*Instructions to follow*
Arrange every line of the items below as a Markdown table with two columns, Number and Line, where each row holds the line's number and the line itself. Skip blank lines and leave the pictures out.

----------

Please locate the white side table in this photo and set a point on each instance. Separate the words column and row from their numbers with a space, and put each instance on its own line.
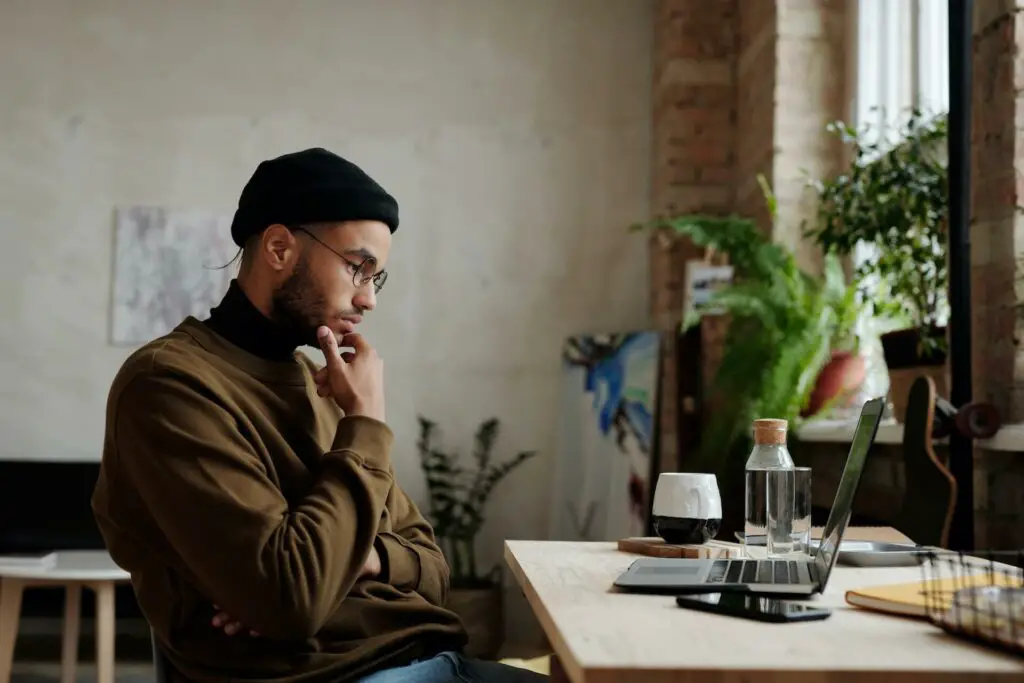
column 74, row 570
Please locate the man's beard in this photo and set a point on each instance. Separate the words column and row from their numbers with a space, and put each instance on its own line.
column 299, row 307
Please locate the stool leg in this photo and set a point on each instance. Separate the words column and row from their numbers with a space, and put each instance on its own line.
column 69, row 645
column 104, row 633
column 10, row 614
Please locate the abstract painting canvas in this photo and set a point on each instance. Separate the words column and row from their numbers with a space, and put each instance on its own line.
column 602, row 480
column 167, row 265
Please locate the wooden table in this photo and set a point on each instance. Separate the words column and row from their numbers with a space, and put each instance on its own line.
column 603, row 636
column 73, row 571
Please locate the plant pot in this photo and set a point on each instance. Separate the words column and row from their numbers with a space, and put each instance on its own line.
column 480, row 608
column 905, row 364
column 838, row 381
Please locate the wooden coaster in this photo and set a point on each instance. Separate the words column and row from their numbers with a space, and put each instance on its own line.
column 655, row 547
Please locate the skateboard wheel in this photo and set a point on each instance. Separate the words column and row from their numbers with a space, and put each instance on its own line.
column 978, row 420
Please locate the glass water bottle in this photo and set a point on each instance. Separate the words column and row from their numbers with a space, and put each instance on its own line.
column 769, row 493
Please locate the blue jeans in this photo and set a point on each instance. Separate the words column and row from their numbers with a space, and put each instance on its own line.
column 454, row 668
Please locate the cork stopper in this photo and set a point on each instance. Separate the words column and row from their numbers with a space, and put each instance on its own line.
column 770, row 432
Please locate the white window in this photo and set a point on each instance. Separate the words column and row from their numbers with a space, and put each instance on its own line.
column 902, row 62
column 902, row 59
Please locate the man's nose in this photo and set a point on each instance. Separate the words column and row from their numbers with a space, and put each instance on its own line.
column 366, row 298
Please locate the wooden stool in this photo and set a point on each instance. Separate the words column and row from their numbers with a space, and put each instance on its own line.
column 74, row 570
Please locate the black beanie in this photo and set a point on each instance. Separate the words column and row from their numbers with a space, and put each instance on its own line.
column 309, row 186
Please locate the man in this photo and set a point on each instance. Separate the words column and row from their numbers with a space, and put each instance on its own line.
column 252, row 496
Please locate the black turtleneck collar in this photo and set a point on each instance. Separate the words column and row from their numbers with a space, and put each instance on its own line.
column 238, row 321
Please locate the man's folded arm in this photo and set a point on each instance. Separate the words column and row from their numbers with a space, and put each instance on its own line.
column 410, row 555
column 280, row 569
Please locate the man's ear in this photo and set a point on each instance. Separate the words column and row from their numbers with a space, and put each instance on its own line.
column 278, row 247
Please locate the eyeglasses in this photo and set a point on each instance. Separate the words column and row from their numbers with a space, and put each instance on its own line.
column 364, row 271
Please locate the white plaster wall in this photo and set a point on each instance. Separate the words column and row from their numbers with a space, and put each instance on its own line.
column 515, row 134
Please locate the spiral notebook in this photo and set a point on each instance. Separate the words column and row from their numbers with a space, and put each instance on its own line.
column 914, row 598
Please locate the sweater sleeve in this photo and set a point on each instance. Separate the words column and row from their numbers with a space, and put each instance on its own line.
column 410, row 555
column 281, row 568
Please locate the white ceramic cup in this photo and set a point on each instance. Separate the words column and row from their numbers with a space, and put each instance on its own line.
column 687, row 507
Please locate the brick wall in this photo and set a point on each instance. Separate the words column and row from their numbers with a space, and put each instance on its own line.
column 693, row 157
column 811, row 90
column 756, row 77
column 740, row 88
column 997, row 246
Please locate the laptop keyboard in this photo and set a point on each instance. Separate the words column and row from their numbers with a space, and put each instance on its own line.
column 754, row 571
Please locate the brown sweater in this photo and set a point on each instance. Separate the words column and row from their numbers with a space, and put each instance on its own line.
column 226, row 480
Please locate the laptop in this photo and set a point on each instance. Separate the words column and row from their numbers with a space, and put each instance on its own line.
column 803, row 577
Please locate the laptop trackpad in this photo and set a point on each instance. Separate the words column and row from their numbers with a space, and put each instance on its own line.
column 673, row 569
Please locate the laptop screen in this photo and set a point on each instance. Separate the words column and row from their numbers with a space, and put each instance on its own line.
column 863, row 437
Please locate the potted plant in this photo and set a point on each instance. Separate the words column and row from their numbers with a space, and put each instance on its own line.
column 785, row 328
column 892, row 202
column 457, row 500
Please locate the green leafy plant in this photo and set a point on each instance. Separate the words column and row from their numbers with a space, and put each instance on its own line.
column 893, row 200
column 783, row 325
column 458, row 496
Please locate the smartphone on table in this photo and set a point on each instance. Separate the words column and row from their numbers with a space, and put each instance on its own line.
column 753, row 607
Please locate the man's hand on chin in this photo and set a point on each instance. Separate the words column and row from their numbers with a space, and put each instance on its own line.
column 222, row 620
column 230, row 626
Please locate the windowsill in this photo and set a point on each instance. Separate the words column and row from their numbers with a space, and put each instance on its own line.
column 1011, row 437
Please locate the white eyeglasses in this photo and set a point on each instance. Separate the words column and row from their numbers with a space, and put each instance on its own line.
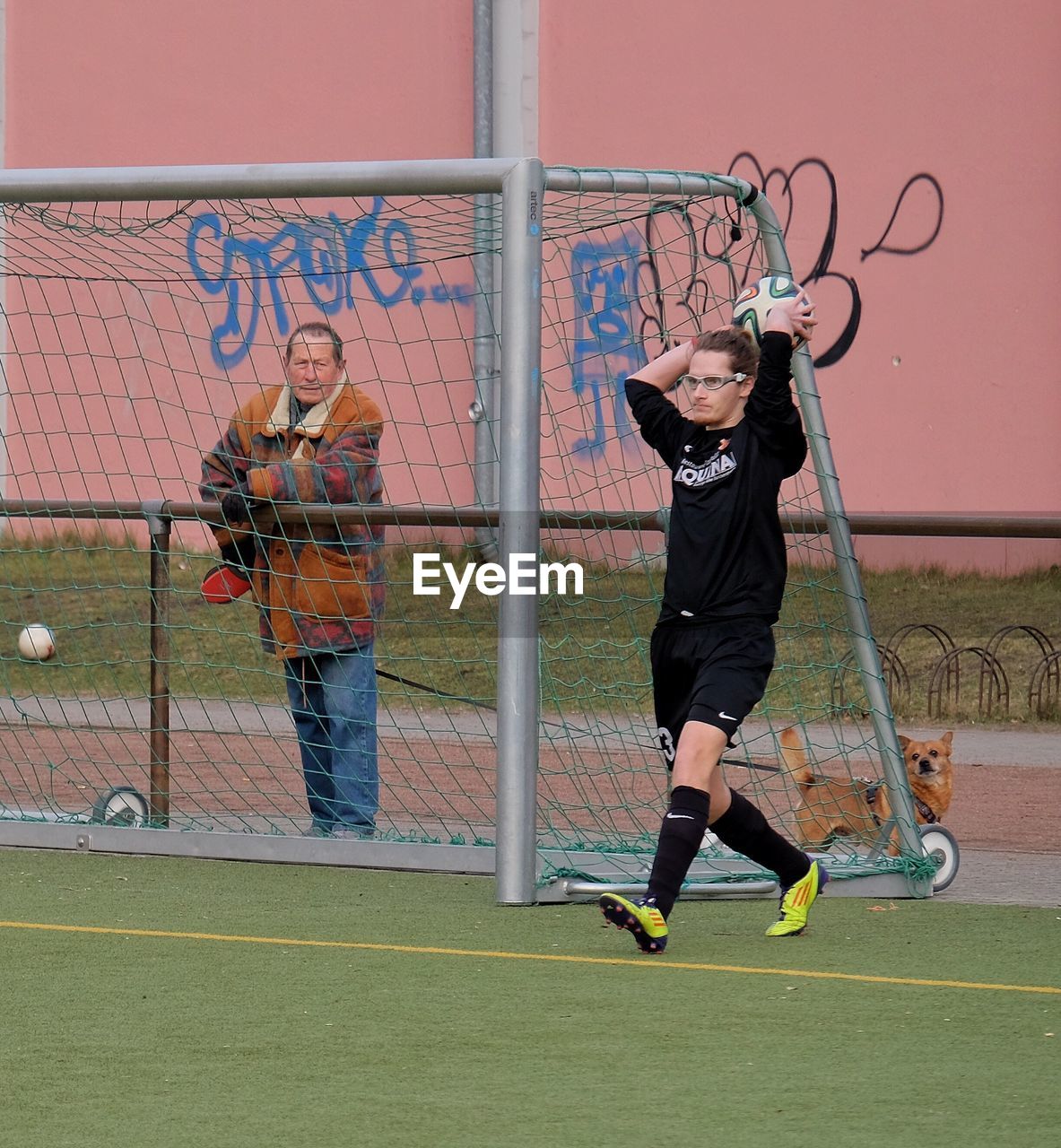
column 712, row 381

----------

*Task result*
| Number | Line |
|---|---|
| 1 | Please locate the white side table in this photo and set a point on each instance. Separate the words column and row from their numbers with a space, and put each instance on its own line. |
| 2 | column 74, row 570 |
| 3 | Please locate the man's beard in this photo and set a point on each instance. Separate the words column and row from their numbers with a space, and put each instance on its own line. |
| 4 | column 299, row 307 |
| 5 | Please locate the stool leg in this photo and set a point on each instance. Separate the words column and row from their numbers with a space, and put each instance on its own line. |
| 6 | column 69, row 645 |
| 7 | column 104, row 633 |
| 8 | column 10, row 614 |
| 9 | Please locate the abstract painting canvas in this photo and set a point on each instance. Separate the words column and row from their numbers with a space, and put each instance on its own line. |
| 10 | column 602, row 480 |
| 11 | column 167, row 265 |
| 12 | Please locate the wooden table in this photo and set a point on each instance. Separate the words column and row from their numbers with a space, and put each instance on its own line. |
| 13 | column 603, row 636 |
| 14 | column 73, row 571 |
| 15 | Please locate the plant pot in this photo and set a point on each instance. Separate the words column and row from their numbers with a space, and put each instance on its own line. |
| 16 | column 480, row 608 |
| 17 | column 905, row 364 |
| 18 | column 838, row 381 |
| 19 | Please locate the wooden coaster in this photo and set a point on each instance. Separate the words column and row from their numbers with a space, and put each instance on its own line. |
| 20 | column 655, row 547 |
| 21 | Please locate the skateboard wheel in this photo and set a point on each instance. Separate the words column and row from their numbers with a space, and put each instance on its own line. |
| 22 | column 978, row 420 |
| 23 | Please locate the glass water bottle in this photo and set a point on each instance. Separate the words column and row from their numbers with a space, and put each instance on its own line. |
| 24 | column 769, row 493 |
| 25 | Please locate the blue jeans in this photo and set a point on each instance. Separate the words column and row from their numbers with a space, and put each instance on its own line. |
| 26 | column 454, row 668 |
| 27 | Please locate the cork stopper in this photo and set a point on each instance. Separate the words column and row from their numbers with a space, and put each instance on its own line. |
| 28 | column 770, row 432 |
| 29 | Please locate the white window in this photo and set a point on each instance. Separate the words column and row from their numbers with a space, and put each instance on its own line. |
| 30 | column 902, row 62 |
| 31 | column 902, row 59 |
| 32 | Please locate the man's nose in this photo and set a point on each instance. Separate the words column and row from their numbers with a space, and put each instance on its own line. |
| 33 | column 366, row 298 |
| 34 | Please locate the wooden stool in this photo and set a point on each instance. Separate the words column and row from their numbers with a space, and put each instance on its own line. |
| 35 | column 74, row 570 |
| 36 | Please locate the black beanie in this photo and set a point on each instance. Separate the words column and row from their numbers with a space, and put each instance on its own line. |
| 37 | column 309, row 186 |
| 38 | Please locate the man in this photo and set a point on each instance. Separate the words column and row from their numbers with a space, and put each instance on its own line. |
| 39 | column 252, row 496 |
| 40 | Please locate the black turtleneck collar in this photo and set a point on each instance. Separate the words column and row from their numbers with a space, and put each instance on its own line. |
| 41 | column 238, row 321 |
| 42 | Please locate the man's folded arm in this photo and set a point on each instance. Separate the words column and row from their numbers with a space, and put each instance on its own line. |
| 43 | column 410, row 555 |
| 44 | column 280, row 569 |
| 45 | Please locate the man's ear in this photo and set a point on each instance. Separate the words column and row from their numbers with a space, and put each instance on its own line. |
| 46 | column 278, row 247 |
| 47 | Please locate the eyeglasses in this photo and set a point on each instance. Separate the words column and row from their numbers with a space, and put each instance on its own line. |
| 48 | column 364, row 271 |
| 49 | Please locate the white plaster wall in this photo and set a point on each instance. Separate the words column and row from their numbers with a space, and put each instance on its own line. |
| 50 | column 515, row 134 |
| 51 | Please locate the spiral notebook in this photo and set a point on each instance. Separate the words column and row from their numbers with a space, and put each instance on its own line. |
| 52 | column 914, row 598 |
| 53 | Please locate the sweater sleeve in this photo and set a point on each instance. Separate the words column and row from their numbers with a space, and put each instance on its own line. |
| 54 | column 410, row 555 |
| 55 | column 281, row 568 |
| 56 | Please locate the white ceramic cup in this photo and set a point on each instance. Separate the words column and row from their numbers with a space, and put each instance on its own line. |
| 57 | column 687, row 507 |
| 58 | Please locate the brick wall in this photo and set a point on each instance. Separate the words column and row from their numbers with a space, and put each instance on its own line. |
| 59 | column 693, row 157 |
| 60 | column 811, row 90 |
| 61 | column 756, row 77 |
| 62 | column 740, row 88 |
| 63 | column 997, row 246 |
| 64 | Please locate the laptop keyboard in this photo and set a point on each instance. Separate the words column and row from their numbers with a space, and put each instance on its own line. |
| 65 | column 754, row 571 |
| 66 | Please locate the brown sweater in this photo and set a point on each instance. Separate the words column and row from their numbers with a space, and put each instance on its own line. |
| 67 | column 226, row 480 |
| 68 | Please locate the laptop in this photo and set a point on each instance. Separate the words column and row from their numbers with a space, and put each instance on its own line. |
| 69 | column 803, row 577 |
| 70 | Please locate the laptop trackpad in this photo and set a point on each instance. Separate the words column and row from their numbers with a space, and put each instance on its own line. |
| 71 | column 673, row 569 |
| 72 | Please locate the laptop screen in this photo and set a point on each instance. Separate the words column and row from their numbers with a space, and put each instance on its own line. |
| 73 | column 863, row 437 |
| 74 | Please locate the potted plant in this photo and set a point on each instance. Separate the words column and row from their numbers with a space, and put each instance on its own line. |
| 75 | column 785, row 328 |
| 76 | column 892, row 202 |
| 77 | column 457, row 500 |
| 78 | Please locate the green leafy plant in this photo and set a point on each instance. Separate the words column and row from their numbers with a space, and put each instance on its own line. |
| 79 | column 893, row 200 |
| 80 | column 783, row 325 |
| 81 | column 458, row 496 |
| 82 | Please locate the smartphone on table in this photo and set a point on each instance. Separate the words column and row from their numbers with a space, and put each instance on its own line. |
| 83 | column 753, row 607 |
| 84 | Please locate the man's hand on chin in this photo and set a point on each instance. Separate the words column and row from their numbers with a space, and put each instance on its own line. |
| 85 | column 222, row 620 |
| 86 | column 230, row 626 |
| 87 | Please locate the windowsill in this photo and set a point on each instance. Separate the words column and row from their numbers with a space, and put each instance on its own line. |
| 88 | column 1011, row 437 |
| 89 | Please locate the white eyeglasses in this photo and set a point on each instance. Separate the words column and row from their numbers with a space, and put each instance on its own line. |
| 90 | column 712, row 381 |